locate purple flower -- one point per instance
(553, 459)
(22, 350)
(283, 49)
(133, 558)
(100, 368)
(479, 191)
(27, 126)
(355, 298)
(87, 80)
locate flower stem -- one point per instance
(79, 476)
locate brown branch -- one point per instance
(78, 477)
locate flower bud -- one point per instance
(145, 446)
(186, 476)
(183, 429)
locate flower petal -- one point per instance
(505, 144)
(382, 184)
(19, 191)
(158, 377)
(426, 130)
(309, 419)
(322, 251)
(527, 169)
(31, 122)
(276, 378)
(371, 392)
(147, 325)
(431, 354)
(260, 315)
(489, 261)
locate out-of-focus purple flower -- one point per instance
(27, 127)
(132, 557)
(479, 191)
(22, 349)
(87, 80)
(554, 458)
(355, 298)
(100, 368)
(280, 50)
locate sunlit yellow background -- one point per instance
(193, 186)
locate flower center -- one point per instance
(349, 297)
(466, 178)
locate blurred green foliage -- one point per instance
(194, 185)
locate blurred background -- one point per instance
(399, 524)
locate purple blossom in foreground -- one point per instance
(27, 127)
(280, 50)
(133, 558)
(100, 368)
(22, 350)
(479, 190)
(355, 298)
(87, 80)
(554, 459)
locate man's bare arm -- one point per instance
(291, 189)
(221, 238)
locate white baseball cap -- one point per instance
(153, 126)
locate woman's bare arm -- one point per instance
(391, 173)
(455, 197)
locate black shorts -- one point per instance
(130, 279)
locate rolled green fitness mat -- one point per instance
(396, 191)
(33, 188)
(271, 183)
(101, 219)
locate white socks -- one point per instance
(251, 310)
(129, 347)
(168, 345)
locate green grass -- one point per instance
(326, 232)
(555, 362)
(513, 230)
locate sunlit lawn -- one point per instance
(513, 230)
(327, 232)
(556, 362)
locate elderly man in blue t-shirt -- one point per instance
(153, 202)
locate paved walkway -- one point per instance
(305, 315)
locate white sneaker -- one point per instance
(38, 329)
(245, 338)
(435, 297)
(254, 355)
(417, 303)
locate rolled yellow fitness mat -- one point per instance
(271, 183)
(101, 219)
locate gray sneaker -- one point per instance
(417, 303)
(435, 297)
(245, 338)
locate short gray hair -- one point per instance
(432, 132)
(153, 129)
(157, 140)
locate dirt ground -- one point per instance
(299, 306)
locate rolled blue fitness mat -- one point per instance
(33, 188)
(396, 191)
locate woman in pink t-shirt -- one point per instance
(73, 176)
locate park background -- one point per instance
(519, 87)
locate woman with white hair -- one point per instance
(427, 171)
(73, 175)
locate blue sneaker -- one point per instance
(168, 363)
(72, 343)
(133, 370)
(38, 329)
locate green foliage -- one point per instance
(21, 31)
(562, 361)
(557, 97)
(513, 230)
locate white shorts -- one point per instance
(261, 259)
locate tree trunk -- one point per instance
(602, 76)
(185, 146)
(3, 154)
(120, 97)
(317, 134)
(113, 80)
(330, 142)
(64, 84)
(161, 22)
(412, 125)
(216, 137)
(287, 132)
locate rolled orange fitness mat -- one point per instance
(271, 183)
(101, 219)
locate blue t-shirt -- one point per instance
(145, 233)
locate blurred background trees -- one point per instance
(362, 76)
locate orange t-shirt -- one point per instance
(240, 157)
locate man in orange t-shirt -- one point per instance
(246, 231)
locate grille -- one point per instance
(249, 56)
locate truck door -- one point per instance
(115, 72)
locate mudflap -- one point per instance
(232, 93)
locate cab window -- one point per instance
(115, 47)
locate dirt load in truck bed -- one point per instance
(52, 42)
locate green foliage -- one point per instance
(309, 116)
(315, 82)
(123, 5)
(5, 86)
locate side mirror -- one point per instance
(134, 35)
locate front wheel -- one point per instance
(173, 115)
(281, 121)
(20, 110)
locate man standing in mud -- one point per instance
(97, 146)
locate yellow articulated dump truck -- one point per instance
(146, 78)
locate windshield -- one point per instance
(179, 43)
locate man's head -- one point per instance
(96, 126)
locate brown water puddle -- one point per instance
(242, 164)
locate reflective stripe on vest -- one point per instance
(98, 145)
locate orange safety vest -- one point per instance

···

What the exercise asks:
Take the line with "locate grille -- one point per instance" and all lines after it through the end of the records, and write them out exactly; include nothing else.

Solution to this problem:
locate grille -- one point per instance
(249, 56)
locate truck door -- one point per instance
(115, 72)
locate mudflap -- one point per instance
(232, 93)
locate cab window -- one point per instance
(115, 47)
locate dirt load in truck bed -- one point per instance
(52, 42)
locate green foliage -- one point per instance
(309, 116)
(315, 82)
(123, 5)
(5, 86)
locate side mirror -- one point per instance
(134, 35)
locate front wheel -- one point per instance
(173, 115)
(281, 121)
(20, 110)
locate man standing in mud -- one point per instance
(97, 146)
locate yellow articulated dump truck -- one point per instance
(146, 78)
locate windshield -- one point per instance
(179, 43)
locate man's head -- one point per instance
(96, 126)
locate brown water puddle -- one point per instance
(242, 164)
locate reflective stripe on vest -- one point per instance
(98, 145)
locate orange safety vest -- one point per instance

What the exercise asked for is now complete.